Bob Dylan - If Not for You (Alternate Take - Audio)

 そして、6月にまたこの曲を録音しますが、バイオリンとピアノのみで演奏されたヴァージョンが2013年にリリースされた『The Bootleg Series Vol. 10: Another Self Portrait (1969-1971)』に収録されます。

 本人がイメージするアレンジが見つからなかったのでしょうか、8月のあらためて録音されたのが、アルバムに収録されたもので、その以前のヴァージョンと比べるとずいぶんと軽快な演奏になっていることがわかります。

 

 さて、5月に「イフ・ノット・フォー・ユー」をディラン一緒に録音したジョージ・ハリスンはその月の終わりからソロ・アルバム「オール・シングス・マスト・パス」のレコーディングをスタートさせ、この曲もレコーディングしています。
***
[作業指示]:
- a) 抜粋文によると、6月に録音されたバイオリンとピアノのみのヴァージョンは、どの作品に収録されましたか。
- b) 抜粋文では、8月にこの曲があらためて録音された理由をどう推測していますか。
- c) 「イフ・ノット・フォー・ユー」の録音について述べた抜粋文を、最後の文の後から続けて書いてください。

[与えられたデータ]:
***
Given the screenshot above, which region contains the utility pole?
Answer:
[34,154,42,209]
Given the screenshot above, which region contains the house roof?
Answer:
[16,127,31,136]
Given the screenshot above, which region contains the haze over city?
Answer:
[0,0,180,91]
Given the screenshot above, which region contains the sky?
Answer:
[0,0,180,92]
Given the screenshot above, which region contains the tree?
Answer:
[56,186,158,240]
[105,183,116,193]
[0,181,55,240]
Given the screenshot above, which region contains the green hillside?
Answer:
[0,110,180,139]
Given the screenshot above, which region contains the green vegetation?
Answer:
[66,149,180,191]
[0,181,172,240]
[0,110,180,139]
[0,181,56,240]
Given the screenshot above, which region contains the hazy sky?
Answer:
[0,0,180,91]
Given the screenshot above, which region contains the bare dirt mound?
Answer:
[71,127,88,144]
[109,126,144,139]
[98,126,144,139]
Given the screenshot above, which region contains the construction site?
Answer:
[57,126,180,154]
***
[課題の解答]:
- a) 2013年にリリースされた『The Bootleg Series Vol. 10: Another Self Portrait (1969-1971)』に収録されました。

- b) 本人がイメージするアレンジが見つからなかったからではないか、と推測しています。

- c)
 ディランとのセッションで弾いたフレーズを発展させ、リズムももっと軽快にさせています。

www.youtube.com

 

「新しい夜明け」は1970年10月21日、「オール・シングス・マスト・パス」は同年11月27日ですから、非常に発売のタイミングが近かったんですね。「新しい夜明け」は全米7位と好評でしたが、「オール・シングス・マスト・パス」のほうは3枚組という大作でありながら全米7週連続1位というとんでもないヒットになりました。「イフ・ノット・フォー・ユー」も自然とジョージのヴァージョンの方が広く知られるようになったようです。

 

 さて、これは僕のただの推理なのですが、8月にディランがこの曲を新しく録音する前に、ジョージの録音したものを聴いたんじゃないでしょうか。それまで、ゆったりとしたテンポで何度かトライしていてしっくりこなかったディランが、ジョージの録音を聴いて、方向転換をしたんじゃないかと。全くの推測ですが、、、

 

 さて、1970年代を代表する歌姫、オリヴィア・ニュートン・ジョンの最初のヒット(全米25位、全英7位)は実はこの曲のカバーで、一躍世界から注目を集めることになりました。ジョージのヴァージョンからわずか3ヶ月後のリリースですから、かなり早いアクションでした。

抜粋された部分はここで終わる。